--- Problem requirements ---
Copy the listing from the line holding "Point to the wooden" through the line holding "Point to the window", inclusive, swapping "balcony" for "terrace" and leaving everything else as it is.

--- Task inputs ---
--- --- ---
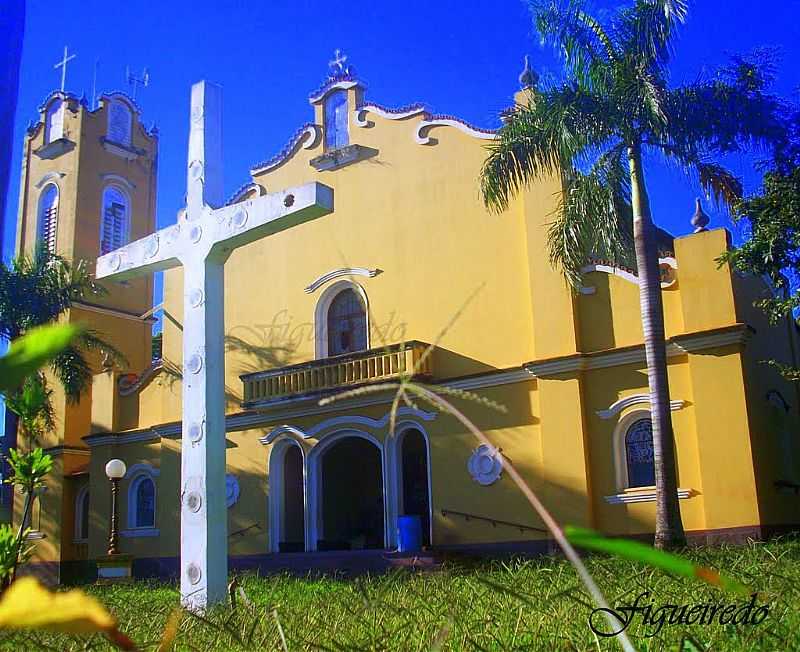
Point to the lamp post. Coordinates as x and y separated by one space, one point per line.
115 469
--- --- ---
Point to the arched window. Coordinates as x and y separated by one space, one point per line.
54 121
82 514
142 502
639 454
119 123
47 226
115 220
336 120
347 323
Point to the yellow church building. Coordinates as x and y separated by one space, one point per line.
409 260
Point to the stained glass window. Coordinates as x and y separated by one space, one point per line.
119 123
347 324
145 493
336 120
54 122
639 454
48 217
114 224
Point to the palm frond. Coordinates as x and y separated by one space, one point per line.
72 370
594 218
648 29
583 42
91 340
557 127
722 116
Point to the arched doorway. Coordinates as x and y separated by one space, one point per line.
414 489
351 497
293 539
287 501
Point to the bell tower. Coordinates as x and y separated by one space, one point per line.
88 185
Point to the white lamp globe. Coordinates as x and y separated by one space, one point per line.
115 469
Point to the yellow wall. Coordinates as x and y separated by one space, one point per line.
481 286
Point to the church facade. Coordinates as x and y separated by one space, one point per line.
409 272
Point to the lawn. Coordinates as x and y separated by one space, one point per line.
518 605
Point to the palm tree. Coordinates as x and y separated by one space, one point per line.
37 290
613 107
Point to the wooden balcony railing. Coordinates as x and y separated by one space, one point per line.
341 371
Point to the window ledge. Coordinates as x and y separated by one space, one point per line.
--- --- ---
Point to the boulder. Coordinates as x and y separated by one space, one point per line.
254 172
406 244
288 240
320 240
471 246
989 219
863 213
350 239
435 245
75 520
--- --- ---
--- Correct response ---
Point to the wooden terrace railing. Coordinates as x and y separated by one space, one point per line.
341 371
Point to the window ledge. Coordinates as x and y separated by one space, one point per line.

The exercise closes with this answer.